■ EXERCISE ■
Please write out the data below again, swapping "sample" for "example" wherever it appears and leaving everything else unchanged.

>>

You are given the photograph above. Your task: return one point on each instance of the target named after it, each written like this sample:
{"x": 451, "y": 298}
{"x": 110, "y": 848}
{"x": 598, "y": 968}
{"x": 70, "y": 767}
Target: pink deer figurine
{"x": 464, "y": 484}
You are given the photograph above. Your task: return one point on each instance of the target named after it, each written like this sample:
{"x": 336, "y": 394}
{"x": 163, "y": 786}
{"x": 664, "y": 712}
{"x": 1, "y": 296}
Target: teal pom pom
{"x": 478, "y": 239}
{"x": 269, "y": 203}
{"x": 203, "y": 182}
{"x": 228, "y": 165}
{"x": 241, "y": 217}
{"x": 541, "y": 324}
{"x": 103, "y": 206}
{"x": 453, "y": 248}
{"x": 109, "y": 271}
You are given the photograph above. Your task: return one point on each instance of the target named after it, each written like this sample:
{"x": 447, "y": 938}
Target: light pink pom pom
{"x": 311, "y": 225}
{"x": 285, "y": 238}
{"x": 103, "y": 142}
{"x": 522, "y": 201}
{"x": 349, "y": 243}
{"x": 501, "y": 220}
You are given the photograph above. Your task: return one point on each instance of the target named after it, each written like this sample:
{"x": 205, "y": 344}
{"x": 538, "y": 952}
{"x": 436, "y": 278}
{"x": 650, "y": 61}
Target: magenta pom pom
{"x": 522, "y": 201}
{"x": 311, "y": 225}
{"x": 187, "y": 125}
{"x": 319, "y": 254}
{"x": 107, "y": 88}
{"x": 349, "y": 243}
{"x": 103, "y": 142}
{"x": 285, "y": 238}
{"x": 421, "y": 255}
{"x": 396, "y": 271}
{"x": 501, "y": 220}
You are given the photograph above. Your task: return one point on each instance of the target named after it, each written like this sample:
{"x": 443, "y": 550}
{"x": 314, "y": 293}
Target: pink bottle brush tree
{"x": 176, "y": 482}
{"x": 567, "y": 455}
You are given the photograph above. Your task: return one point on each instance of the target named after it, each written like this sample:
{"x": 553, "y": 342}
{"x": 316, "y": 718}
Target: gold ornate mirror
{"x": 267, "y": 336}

<<

■ ANSWER FOR THIS EXERCISE ■
You are given the photograph above. Your task: return one point on each instance of the target named after it, each written like this example:
{"x": 451, "y": 298}
{"x": 110, "y": 848}
{"x": 598, "y": 968}
{"x": 70, "y": 767}
Target: pink deer figurine
{"x": 464, "y": 484}
You are given the photograph above. Your task: return one point on each instance of the target named after it, each written like this example:
{"x": 336, "y": 394}
{"x": 163, "y": 786}
{"x": 664, "y": 712}
{"x": 1, "y": 296}
Target: teal pom pom
{"x": 478, "y": 239}
{"x": 269, "y": 203}
{"x": 203, "y": 182}
{"x": 228, "y": 165}
{"x": 241, "y": 217}
{"x": 541, "y": 324}
{"x": 103, "y": 206}
{"x": 453, "y": 248}
{"x": 109, "y": 271}
You are given the photograph above. Your task: return one point on each instance of the target named after it, each written like this example:
{"x": 447, "y": 938}
Target: light pink pom pom
{"x": 311, "y": 225}
{"x": 285, "y": 238}
{"x": 103, "y": 142}
{"x": 522, "y": 201}
{"x": 349, "y": 243}
{"x": 501, "y": 220}
You are given the photograph above. Your task: return one point on each instance of the target named after it, each written like this example:
{"x": 205, "y": 344}
{"x": 538, "y": 952}
{"x": 436, "y": 278}
{"x": 650, "y": 61}
Target: magenta pom pom
{"x": 522, "y": 201}
{"x": 311, "y": 225}
{"x": 187, "y": 125}
{"x": 319, "y": 254}
{"x": 107, "y": 88}
{"x": 349, "y": 243}
{"x": 103, "y": 142}
{"x": 285, "y": 238}
{"x": 421, "y": 255}
{"x": 396, "y": 271}
{"x": 501, "y": 220}
You are given the photograph above. Your task: return one point on each instance of the target named after it, each written like this example:
{"x": 443, "y": 550}
{"x": 314, "y": 293}
Target: pink bottle brush tree
{"x": 176, "y": 482}
{"x": 567, "y": 455}
You are given the photograph above. Your task: return one point on each instance of the target named after it, each written like this example:
{"x": 553, "y": 342}
{"x": 316, "y": 718}
Target: gold ornate mirror
{"x": 267, "y": 336}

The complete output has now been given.